• [Exercise instructions]: Only the pictures stay out; every record is to be quoted exactly.

Data extracted from a collection:
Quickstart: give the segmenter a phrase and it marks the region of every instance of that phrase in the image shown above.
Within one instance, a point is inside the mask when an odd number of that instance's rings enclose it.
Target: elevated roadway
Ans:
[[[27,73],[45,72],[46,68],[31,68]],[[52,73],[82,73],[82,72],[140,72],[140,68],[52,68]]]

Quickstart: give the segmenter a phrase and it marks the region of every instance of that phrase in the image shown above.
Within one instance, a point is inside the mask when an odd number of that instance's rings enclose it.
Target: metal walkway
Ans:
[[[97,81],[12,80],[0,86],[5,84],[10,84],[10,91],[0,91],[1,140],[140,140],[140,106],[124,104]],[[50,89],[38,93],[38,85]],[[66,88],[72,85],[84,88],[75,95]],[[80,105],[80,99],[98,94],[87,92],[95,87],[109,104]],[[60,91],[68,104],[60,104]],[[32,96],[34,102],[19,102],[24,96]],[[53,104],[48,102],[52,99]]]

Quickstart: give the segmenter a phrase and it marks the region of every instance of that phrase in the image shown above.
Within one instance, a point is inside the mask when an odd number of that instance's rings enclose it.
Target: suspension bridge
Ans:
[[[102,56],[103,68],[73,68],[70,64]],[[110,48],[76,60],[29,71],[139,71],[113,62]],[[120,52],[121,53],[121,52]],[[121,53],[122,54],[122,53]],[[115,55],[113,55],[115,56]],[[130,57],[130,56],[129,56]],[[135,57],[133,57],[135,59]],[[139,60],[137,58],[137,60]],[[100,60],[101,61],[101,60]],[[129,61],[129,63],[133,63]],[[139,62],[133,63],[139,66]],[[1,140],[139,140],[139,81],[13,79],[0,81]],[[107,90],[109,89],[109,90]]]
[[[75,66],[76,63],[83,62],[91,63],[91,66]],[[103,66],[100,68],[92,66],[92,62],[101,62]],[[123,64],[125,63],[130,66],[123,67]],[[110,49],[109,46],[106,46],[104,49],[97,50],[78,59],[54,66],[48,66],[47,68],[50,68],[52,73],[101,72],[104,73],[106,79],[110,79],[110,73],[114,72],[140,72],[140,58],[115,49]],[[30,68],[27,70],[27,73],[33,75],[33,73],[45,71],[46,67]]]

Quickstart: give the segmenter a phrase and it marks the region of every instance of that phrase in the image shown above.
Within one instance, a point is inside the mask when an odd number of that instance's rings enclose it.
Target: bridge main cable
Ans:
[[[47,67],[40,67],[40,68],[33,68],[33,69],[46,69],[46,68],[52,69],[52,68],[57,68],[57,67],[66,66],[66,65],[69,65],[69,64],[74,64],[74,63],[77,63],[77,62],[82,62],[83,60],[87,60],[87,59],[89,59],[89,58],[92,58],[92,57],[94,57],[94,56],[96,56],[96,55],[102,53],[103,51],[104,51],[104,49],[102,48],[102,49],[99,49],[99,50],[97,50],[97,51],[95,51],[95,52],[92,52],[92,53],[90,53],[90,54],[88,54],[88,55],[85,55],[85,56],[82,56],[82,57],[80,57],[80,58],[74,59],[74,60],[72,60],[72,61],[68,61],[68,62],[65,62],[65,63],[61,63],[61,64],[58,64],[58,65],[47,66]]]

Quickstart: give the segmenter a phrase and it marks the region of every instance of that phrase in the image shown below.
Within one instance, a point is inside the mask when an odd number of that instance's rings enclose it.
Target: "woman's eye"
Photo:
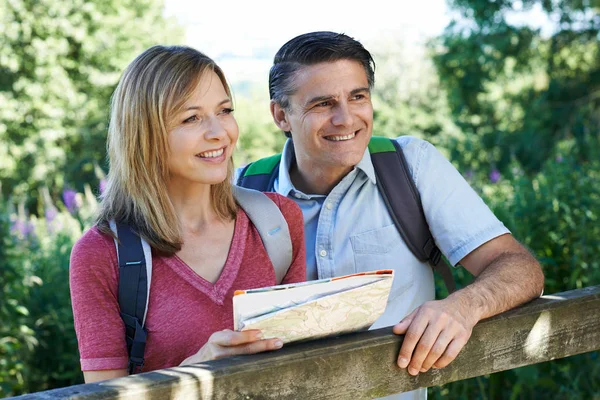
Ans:
[[[331,102],[329,102],[329,101],[322,101],[322,102],[320,102],[320,103],[317,103],[315,106],[316,106],[316,107],[327,107],[327,106],[329,106],[330,104],[331,104]]]
[[[184,124],[187,124],[187,123],[189,123],[189,122],[194,122],[194,121],[198,121],[198,116],[196,116],[196,115],[192,115],[191,117],[189,117],[189,118],[185,119],[185,120],[183,121],[183,123],[184,123]]]
[[[233,112],[233,108],[224,108],[221,110],[221,114],[231,114]]]

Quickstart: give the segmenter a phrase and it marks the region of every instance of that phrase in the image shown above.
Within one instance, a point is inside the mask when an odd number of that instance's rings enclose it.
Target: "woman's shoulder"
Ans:
[[[279,193],[275,193],[275,192],[265,192],[265,195],[270,198],[275,204],[277,204],[277,207],[282,208],[282,207],[291,207],[294,208],[298,207],[298,205],[296,204],[296,202],[292,199],[288,199],[287,197],[280,195]]]
[[[302,217],[302,211],[296,202],[279,193],[265,192],[268,198],[270,198],[279,207],[284,216],[292,215],[294,217],[300,215]],[[289,219],[289,218],[288,218]]]
[[[97,225],[92,226],[81,235],[76,244],[85,246],[105,246],[113,241],[113,238],[100,231]]]
[[[71,251],[71,260],[78,259],[81,257],[103,257],[105,258],[108,253],[111,253],[111,248],[114,249],[114,240],[109,235],[103,233],[98,229],[96,225],[88,229],[80,238],[75,242],[73,250]],[[116,250],[115,250],[116,254]]]

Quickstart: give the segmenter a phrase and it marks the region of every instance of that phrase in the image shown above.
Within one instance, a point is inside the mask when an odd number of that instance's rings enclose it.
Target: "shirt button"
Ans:
[[[319,252],[319,255],[320,255],[321,257],[325,257],[325,256],[327,255],[327,251],[326,251],[326,250],[321,250],[321,251]]]
[[[294,193],[294,197],[299,199],[302,197],[302,195],[300,193],[296,192],[296,193]]]
[[[325,204],[325,207],[327,207],[328,210],[331,210],[333,208],[333,204],[331,204],[331,202]]]

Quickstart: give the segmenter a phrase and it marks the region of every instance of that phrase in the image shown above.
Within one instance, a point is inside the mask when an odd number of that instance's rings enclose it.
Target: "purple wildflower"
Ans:
[[[69,212],[73,214],[78,207],[77,192],[71,189],[65,189],[63,191],[63,201],[65,203],[65,206],[67,207],[67,210],[69,210]]]
[[[104,194],[104,191],[106,190],[106,179],[102,178],[100,179],[100,185],[99,185],[99,189],[100,189],[100,194]]]
[[[55,207],[46,207],[44,214],[46,215],[46,222],[51,223],[58,215],[58,211]]]
[[[25,221],[21,218],[17,218],[13,221],[10,231],[13,235],[22,236],[27,239],[29,236],[34,235],[35,226],[33,226],[33,222]]]
[[[13,221],[10,226],[10,232],[13,234],[21,234],[21,236],[25,236],[25,221],[21,218],[17,218]]]
[[[563,161],[564,161],[564,159],[563,159],[563,156],[561,156],[561,155],[558,155],[558,156],[556,157],[556,162],[557,162],[557,163],[561,163],[561,162],[563,162]]]
[[[35,226],[33,225],[33,222],[28,221],[25,225],[25,235],[27,237],[33,237],[35,235]]]
[[[492,170],[492,172],[490,172],[490,182],[492,183],[496,183],[500,180],[500,177],[502,175],[500,175],[500,171],[498,171],[496,168],[494,168]]]

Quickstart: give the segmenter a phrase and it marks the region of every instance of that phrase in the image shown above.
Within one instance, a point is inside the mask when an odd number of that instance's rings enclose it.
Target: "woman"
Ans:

• [Task response]:
Quickstart: give the segmenter a phrase and it marks the region of every instance of that phrase in the image shown above.
Within one instance, a point is inside the mask when an odd number of that instance's rings enclose it.
Target: elevated roadway
Ans:
[[[27,73],[45,72],[46,68],[31,68]],[[52,73],[82,73],[82,72],[140,72],[140,68],[52,68]]]

Quickstart: give the segmenter a phrase and it marks the region of every instance of that phrase in the image shown above.
Within one instance, a point is inside the mask when an odd number of that instance's rings enclose it.
Target: metal walkway
Ans:
[[[97,81],[12,80],[0,86],[5,84],[10,84],[10,91],[0,91],[1,140],[140,140],[140,106],[124,104]],[[50,89],[38,93],[38,85]],[[66,88],[72,85],[84,88],[75,95]],[[80,105],[80,99],[98,94],[87,92],[95,87],[109,104]],[[60,91],[68,104],[60,104]],[[32,96],[34,102],[19,102],[24,96]],[[53,104],[48,102],[52,99]]]

Quickstart: give the segmenter a phrase and it marks the region of every instance of that phrase in the image shown above.
Within one instance, a point is inside the mask when an odd number of that instance's rings enclose it.
Target: suspension bridge
Ans:
[[[102,56],[103,68],[73,68],[70,64]],[[110,48],[76,60],[29,71],[139,71],[113,62]],[[120,52],[121,53],[121,52]],[[121,53],[122,54],[122,53]],[[115,55],[113,55],[115,56]],[[130,57],[130,56],[129,56]],[[135,57],[133,57],[135,59]],[[139,60],[137,58],[137,60]],[[100,60],[101,61],[101,60]],[[129,61],[129,63],[133,63]],[[139,62],[133,63],[139,66]],[[1,140],[139,140],[139,81],[13,79],[0,81]],[[107,90],[109,89],[109,90]]]
[[[75,66],[76,63],[83,62],[91,63],[91,66]],[[103,66],[100,68],[92,66],[92,62],[101,62]],[[123,64],[125,63],[130,66],[123,67]],[[110,49],[109,46],[106,46],[104,49],[97,50],[78,59],[54,66],[48,66],[47,68],[50,68],[52,73],[101,72],[104,73],[106,79],[110,79],[110,73],[114,72],[140,72],[140,58],[115,49]],[[30,68],[27,70],[27,73],[33,75],[33,73],[45,71],[46,67]]]

Quickstart: give the segmenter a phrase and it marks the region of every instance of that phrase in the image shown above.
Within one instance, a point is inside the mask when an odd number of that instance's rings enclose it.
Target: bridge main cable
Ans:
[[[47,67],[40,67],[40,68],[33,68],[33,69],[46,69],[46,68],[52,69],[52,68],[57,68],[57,67],[66,66],[66,65],[69,65],[69,64],[74,64],[74,63],[77,63],[77,62],[82,62],[83,60],[87,60],[87,59],[89,59],[89,58],[92,58],[92,57],[94,57],[94,56],[96,56],[96,55],[102,53],[103,51],[104,51],[104,49],[102,48],[102,49],[99,49],[99,50],[97,50],[97,51],[95,51],[95,52],[92,52],[92,53],[90,53],[90,54],[88,54],[88,55],[85,55],[85,56],[82,56],[82,57],[80,57],[80,58],[74,59],[74,60],[72,60],[72,61],[68,61],[68,62],[65,62],[65,63],[61,63],[61,64],[58,64],[58,65],[47,66]]]

Quickstart: give the segmenter a phrase and it marks the region of every instance of that phrase in the image shown below.
Within one instance, a point is inside the mask when an odd number of that instance's rings enclose it.
Target: "woman's eye"
Photo:
Ans:
[[[331,102],[329,102],[329,101],[322,101],[322,102],[320,102],[320,103],[317,103],[315,106],[316,106],[316,107],[327,107],[327,106],[329,106],[330,104],[331,104]]]
[[[184,124],[187,124],[187,123],[189,123],[189,122],[194,122],[194,121],[198,121],[198,116],[196,116],[196,115],[192,115],[191,117],[189,117],[189,118],[185,119],[185,120],[183,121],[183,123],[184,123]]]
[[[233,112],[233,108],[224,108],[221,110],[221,114],[231,114]]]

Quickstart: give the segmenter a phrase and it marks the region of every instance of that phrase in the image shown above.
Within one instance, a point is inside the mask when an odd number of that instance's rings enclose it.
Target: "woman's shoulder"
Ans:
[[[279,193],[275,193],[275,192],[265,192],[265,195],[270,198],[275,204],[277,204],[277,207],[282,208],[282,207],[291,207],[294,208],[298,207],[298,205],[296,204],[296,202],[292,199],[288,199],[287,197],[280,195]]]
[[[302,217],[302,211],[296,202],[279,193],[265,192],[268,198],[270,198],[279,207],[284,216],[292,215],[294,217],[300,215]],[[289,219],[289,218],[288,218]]]
[[[97,225],[92,226],[81,235],[76,244],[85,246],[105,246],[113,241],[113,238],[100,231]]]
[[[71,251],[71,260],[78,259],[81,257],[103,257],[105,258],[108,253],[111,253],[111,248],[114,249],[114,240],[109,235],[103,233],[98,229],[96,225],[88,229],[80,238],[75,242],[73,250]],[[116,250],[115,250],[116,254]]]

Quickstart: give the segmenter a phrase and it marks the region of every instance of that phrase in the image shown above.
Within one instance, a point is inside the mask when an odd number of that instance's rings enclose it.
Target: "shirt button"
Ans:
[[[319,252],[319,255],[320,255],[321,257],[325,257],[325,256],[327,255],[327,251],[326,251],[326,250],[321,250],[321,251]]]
[[[294,193],[294,197],[299,199],[302,197],[302,195],[300,193],[296,192],[296,193]]]
[[[325,204],[325,207],[327,207],[328,210],[331,210],[333,208],[333,204],[331,204],[331,202]]]

Quickstart: give the segmenter a phrase and it marks the region of every instance of that phrase in the image shown above.
Within one instance, a point is inside the mask when an odd number of that instance's rings enclose it.
Target: "purple wildflower"
Ans:
[[[69,212],[73,214],[78,207],[77,192],[71,189],[65,189],[63,191],[63,201],[65,203],[65,206],[67,207],[67,210],[69,210]]]
[[[104,194],[104,191],[106,190],[106,179],[102,178],[100,179],[100,185],[99,185],[99,189],[100,189],[100,194]]]
[[[55,207],[46,207],[44,214],[46,215],[46,222],[51,223],[58,215],[58,211]]]
[[[25,221],[21,218],[17,218],[13,221],[10,231],[13,235],[22,236],[27,239],[29,236],[34,235],[35,226],[33,226],[33,222]]]
[[[13,221],[10,226],[10,232],[13,234],[21,234],[21,236],[25,236],[25,221],[21,218],[17,218]]]
[[[563,161],[564,161],[564,159],[563,159],[563,156],[561,156],[561,155],[558,155],[558,156],[556,157],[556,162],[557,162],[557,163],[561,163],[561,162],[563,162]]]
[[[35,226],[33,225],[33,222],[28,221],[25,225],[25,235],[27,237],[33,237],[35,235]]]
[[[492,170],[492,172],[490,172],[490,182],[492,183],[496,183],[500,180],[500,177],[502,175],[500,175],[500,171],[498,171],[496,168],[494,168]]]

Quickstart: give the segmenter a phrase and it marks the region of every instance of that phrase in the image shown above.
Within one instance, a point is inside the mask when an odd number of that instance's rings enclose it.
Target: "woman"
Ans:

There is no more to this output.